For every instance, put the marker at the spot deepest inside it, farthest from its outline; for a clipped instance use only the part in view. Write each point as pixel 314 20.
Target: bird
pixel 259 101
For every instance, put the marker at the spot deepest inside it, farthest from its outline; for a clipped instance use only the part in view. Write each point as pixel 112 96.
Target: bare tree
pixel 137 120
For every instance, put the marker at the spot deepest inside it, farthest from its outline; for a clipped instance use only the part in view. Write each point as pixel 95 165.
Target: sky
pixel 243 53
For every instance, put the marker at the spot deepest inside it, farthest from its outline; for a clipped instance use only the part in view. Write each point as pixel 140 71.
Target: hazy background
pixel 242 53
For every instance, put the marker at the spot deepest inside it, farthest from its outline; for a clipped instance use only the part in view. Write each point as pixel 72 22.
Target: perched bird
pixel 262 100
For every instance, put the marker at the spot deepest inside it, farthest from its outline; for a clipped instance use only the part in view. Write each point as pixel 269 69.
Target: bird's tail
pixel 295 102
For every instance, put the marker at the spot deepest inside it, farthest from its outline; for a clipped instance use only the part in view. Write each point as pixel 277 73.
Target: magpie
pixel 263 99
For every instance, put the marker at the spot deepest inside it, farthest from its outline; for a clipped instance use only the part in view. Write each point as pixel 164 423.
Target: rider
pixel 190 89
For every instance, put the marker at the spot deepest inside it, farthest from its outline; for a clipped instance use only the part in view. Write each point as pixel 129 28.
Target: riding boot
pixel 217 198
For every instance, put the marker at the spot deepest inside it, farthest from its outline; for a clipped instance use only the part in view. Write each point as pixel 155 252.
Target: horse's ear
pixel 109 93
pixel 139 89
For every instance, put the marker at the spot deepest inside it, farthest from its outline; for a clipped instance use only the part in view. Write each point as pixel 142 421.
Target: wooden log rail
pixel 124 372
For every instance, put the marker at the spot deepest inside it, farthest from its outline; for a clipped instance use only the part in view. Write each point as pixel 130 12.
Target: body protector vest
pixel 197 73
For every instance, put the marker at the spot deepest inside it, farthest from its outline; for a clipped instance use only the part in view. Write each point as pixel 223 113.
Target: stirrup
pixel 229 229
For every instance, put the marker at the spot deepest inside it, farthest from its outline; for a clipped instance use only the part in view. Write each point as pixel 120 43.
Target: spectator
--
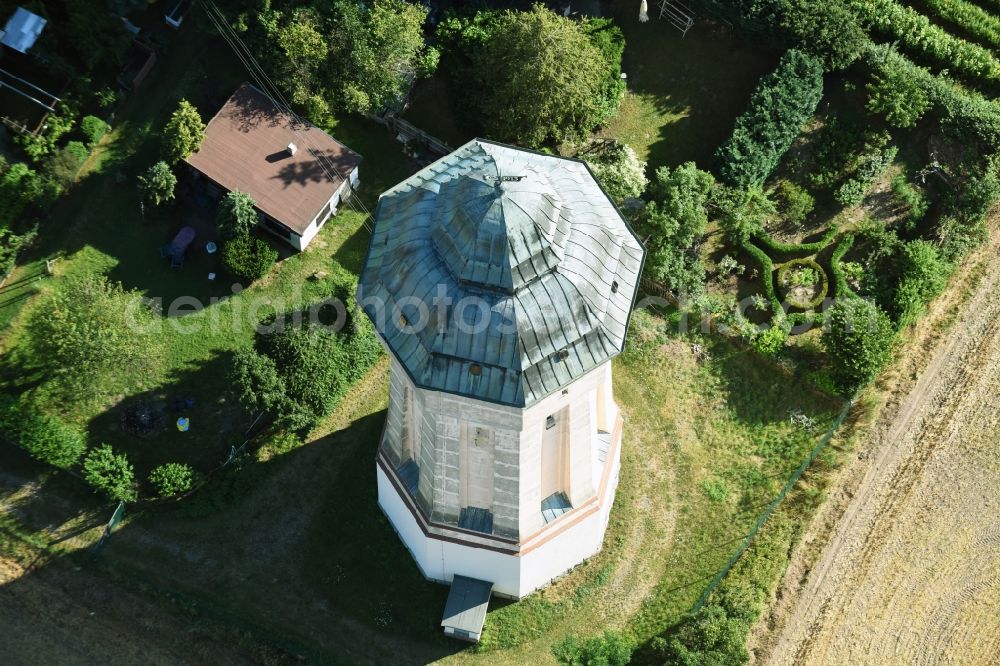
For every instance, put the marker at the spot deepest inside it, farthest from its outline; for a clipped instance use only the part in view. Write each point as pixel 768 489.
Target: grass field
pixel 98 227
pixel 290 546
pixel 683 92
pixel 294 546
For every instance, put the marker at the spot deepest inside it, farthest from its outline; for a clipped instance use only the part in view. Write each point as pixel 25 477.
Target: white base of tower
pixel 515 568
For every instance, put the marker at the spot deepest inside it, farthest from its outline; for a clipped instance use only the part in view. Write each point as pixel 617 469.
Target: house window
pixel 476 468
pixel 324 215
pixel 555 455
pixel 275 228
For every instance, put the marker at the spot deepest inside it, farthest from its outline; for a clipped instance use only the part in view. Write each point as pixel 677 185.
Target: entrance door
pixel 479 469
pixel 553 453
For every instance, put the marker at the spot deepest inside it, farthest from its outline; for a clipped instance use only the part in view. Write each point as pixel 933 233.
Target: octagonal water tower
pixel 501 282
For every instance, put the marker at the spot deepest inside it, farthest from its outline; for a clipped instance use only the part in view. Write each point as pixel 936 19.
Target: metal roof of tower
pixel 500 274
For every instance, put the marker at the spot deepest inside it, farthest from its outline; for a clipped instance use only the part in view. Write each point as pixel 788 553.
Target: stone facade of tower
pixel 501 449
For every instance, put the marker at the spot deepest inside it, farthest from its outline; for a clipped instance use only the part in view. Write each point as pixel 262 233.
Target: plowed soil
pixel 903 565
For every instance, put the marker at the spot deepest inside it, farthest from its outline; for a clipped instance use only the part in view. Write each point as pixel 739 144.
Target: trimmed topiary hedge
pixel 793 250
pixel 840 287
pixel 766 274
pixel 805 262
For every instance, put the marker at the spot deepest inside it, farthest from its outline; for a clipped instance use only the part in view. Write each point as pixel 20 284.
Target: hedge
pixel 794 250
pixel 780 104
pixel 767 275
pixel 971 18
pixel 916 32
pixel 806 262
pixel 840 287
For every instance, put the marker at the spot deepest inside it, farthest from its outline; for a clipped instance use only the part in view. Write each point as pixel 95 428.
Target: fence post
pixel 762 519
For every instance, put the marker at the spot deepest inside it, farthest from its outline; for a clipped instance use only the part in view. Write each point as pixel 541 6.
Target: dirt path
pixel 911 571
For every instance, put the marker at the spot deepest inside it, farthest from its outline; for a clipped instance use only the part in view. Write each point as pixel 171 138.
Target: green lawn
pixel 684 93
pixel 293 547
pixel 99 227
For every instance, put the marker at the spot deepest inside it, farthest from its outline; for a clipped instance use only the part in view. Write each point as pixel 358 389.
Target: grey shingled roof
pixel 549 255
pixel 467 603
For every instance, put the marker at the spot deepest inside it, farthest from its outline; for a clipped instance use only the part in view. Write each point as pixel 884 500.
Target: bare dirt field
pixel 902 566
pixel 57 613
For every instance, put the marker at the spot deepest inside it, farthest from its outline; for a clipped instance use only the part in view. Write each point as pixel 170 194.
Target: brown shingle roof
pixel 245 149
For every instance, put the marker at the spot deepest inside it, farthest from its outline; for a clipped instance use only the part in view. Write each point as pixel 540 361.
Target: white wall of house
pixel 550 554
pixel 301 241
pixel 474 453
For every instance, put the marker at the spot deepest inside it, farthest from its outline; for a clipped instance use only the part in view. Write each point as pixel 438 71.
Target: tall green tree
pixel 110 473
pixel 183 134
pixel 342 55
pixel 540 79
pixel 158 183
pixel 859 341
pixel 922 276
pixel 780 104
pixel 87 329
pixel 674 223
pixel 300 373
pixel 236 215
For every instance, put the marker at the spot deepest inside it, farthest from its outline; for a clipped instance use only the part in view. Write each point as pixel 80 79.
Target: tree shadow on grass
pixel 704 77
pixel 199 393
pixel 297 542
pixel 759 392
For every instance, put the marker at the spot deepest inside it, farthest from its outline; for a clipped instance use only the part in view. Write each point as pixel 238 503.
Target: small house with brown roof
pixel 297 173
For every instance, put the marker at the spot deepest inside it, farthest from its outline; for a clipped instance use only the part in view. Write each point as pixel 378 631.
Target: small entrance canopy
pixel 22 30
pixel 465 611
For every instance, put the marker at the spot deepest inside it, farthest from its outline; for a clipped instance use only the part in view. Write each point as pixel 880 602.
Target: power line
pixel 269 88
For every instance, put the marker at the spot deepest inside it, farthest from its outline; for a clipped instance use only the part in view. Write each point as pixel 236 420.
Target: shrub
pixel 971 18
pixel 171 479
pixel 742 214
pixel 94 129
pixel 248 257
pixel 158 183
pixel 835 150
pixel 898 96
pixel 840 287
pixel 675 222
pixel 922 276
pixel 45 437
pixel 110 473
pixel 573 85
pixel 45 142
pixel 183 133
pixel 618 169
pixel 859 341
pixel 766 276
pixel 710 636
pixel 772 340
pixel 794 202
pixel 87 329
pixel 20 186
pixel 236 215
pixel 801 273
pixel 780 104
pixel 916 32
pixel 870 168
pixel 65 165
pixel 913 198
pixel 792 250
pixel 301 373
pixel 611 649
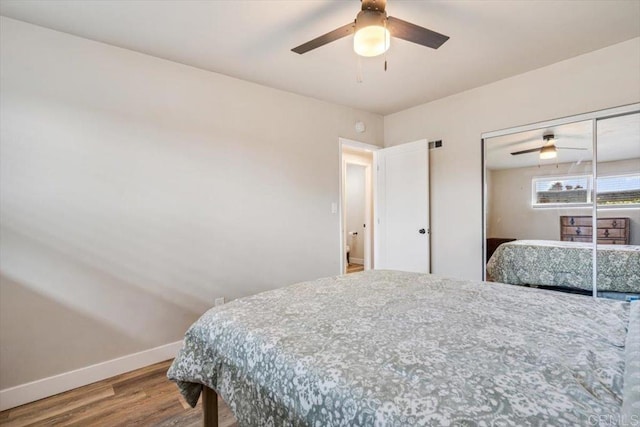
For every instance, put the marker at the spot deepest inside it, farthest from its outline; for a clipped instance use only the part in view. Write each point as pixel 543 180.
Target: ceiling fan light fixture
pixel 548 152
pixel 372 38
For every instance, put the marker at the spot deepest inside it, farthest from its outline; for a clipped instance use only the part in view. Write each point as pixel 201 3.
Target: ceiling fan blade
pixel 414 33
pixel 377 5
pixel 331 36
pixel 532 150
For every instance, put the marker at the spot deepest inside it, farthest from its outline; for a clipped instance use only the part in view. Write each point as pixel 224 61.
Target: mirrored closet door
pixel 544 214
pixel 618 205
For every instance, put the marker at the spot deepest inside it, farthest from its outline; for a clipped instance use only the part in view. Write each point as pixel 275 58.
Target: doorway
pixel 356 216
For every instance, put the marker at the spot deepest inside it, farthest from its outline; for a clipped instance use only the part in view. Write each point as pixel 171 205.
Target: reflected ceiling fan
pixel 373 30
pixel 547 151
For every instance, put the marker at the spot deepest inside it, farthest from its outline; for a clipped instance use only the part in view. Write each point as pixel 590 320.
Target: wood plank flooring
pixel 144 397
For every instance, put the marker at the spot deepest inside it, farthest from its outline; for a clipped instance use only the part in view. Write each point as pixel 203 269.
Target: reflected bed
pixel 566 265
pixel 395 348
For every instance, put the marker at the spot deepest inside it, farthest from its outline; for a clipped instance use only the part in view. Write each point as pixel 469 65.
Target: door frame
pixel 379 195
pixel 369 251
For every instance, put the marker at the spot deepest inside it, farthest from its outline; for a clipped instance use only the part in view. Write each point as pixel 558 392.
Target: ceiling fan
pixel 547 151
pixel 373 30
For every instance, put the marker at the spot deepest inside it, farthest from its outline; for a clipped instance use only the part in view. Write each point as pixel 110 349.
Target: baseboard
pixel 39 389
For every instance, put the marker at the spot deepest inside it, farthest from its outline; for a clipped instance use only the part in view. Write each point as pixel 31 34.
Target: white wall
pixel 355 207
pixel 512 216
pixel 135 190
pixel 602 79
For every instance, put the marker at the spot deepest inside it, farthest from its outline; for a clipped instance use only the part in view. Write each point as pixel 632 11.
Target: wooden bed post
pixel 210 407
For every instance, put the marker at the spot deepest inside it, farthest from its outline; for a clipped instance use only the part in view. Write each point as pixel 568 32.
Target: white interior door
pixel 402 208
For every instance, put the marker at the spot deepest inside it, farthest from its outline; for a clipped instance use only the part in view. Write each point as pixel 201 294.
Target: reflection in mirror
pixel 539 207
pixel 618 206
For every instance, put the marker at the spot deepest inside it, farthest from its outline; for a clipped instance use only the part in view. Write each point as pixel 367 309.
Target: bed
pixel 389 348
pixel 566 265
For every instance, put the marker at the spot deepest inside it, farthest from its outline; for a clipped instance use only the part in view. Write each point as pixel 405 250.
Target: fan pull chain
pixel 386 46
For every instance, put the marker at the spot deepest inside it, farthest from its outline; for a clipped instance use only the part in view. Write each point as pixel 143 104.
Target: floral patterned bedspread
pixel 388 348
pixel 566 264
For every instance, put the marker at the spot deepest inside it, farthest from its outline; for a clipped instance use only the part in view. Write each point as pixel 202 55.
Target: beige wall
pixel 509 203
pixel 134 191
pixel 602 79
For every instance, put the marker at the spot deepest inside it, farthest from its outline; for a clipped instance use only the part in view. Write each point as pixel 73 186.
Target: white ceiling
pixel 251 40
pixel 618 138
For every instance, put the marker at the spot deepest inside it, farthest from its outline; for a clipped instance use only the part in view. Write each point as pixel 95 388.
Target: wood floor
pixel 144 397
...
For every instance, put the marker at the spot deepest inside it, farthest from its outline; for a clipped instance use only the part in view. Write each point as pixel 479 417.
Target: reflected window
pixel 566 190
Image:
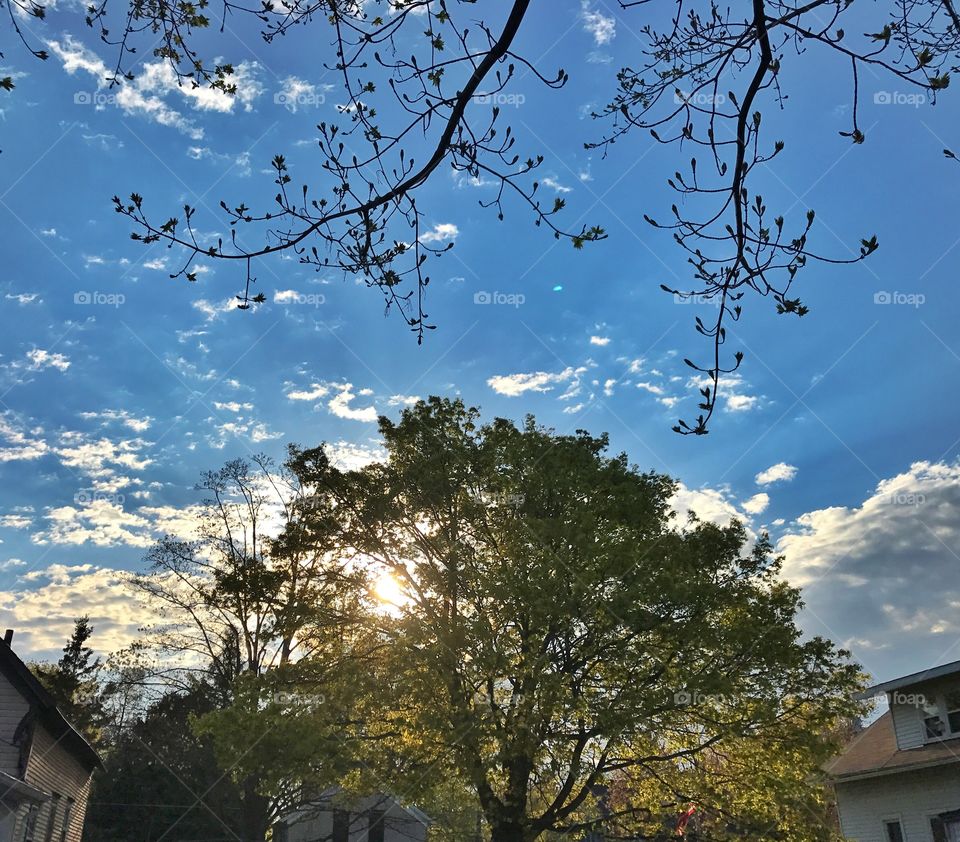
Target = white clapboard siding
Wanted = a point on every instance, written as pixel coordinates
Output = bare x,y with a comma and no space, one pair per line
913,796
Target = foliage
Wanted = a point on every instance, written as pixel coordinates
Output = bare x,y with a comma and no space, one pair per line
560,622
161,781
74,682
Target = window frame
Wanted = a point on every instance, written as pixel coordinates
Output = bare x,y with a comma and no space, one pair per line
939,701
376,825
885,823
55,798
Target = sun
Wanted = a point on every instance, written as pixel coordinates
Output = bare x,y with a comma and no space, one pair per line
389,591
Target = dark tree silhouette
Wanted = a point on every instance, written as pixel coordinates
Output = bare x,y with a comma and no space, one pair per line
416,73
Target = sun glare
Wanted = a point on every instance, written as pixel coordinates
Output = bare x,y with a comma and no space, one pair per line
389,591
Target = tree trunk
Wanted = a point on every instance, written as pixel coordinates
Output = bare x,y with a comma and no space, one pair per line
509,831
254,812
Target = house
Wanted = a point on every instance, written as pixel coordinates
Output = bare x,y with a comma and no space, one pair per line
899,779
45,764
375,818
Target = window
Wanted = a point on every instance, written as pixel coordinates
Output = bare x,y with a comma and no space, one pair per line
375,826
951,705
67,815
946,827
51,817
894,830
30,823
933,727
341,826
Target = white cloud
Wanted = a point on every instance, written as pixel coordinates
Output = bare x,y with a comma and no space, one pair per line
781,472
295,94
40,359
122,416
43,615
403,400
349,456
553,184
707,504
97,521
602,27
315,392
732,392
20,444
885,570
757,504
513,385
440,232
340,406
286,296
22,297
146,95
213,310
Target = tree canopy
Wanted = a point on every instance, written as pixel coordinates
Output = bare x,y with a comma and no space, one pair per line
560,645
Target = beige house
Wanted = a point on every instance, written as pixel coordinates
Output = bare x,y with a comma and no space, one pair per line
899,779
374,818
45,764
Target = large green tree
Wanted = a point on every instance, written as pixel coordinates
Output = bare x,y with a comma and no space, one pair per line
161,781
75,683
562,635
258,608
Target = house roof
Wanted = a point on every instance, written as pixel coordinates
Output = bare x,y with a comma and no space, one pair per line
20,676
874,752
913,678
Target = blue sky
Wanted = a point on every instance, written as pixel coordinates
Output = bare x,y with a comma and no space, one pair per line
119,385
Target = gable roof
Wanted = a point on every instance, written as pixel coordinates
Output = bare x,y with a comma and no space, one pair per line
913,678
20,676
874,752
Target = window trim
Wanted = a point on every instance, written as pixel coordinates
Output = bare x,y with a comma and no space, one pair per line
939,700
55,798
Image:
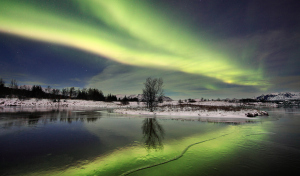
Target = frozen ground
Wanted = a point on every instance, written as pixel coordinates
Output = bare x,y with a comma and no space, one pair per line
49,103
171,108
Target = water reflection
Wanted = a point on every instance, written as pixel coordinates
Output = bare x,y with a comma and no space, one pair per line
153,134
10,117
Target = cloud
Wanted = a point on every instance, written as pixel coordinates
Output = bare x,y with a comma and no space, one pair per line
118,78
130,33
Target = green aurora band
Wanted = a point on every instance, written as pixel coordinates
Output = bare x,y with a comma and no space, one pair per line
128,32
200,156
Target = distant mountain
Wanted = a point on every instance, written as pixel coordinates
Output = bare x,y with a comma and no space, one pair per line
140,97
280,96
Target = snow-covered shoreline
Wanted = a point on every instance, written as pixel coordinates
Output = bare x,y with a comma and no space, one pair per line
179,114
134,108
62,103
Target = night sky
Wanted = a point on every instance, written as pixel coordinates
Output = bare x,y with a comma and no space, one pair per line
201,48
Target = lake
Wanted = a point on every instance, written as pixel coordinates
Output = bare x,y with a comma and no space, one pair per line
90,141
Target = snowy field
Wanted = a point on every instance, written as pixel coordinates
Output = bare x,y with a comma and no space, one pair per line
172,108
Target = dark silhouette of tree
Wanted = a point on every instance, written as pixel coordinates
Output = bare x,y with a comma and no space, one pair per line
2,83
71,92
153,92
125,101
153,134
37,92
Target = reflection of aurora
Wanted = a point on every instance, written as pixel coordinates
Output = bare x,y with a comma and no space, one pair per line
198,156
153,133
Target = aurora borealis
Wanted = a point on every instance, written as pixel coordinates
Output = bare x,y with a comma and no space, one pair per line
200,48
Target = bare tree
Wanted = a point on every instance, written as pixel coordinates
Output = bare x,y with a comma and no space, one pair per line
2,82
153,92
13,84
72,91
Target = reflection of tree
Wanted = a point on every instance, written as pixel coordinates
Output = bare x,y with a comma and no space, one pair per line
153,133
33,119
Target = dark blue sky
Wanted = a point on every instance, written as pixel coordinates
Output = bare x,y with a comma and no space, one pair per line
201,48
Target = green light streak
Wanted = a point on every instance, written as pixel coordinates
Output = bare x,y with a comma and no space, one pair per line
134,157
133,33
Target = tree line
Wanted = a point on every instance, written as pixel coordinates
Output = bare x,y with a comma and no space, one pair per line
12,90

# Problem description:
Show all lines from the entries that hold "aurora".

# Answer box:
Target = green aurora band
Target = reflection of aurora
Target = aurora borealis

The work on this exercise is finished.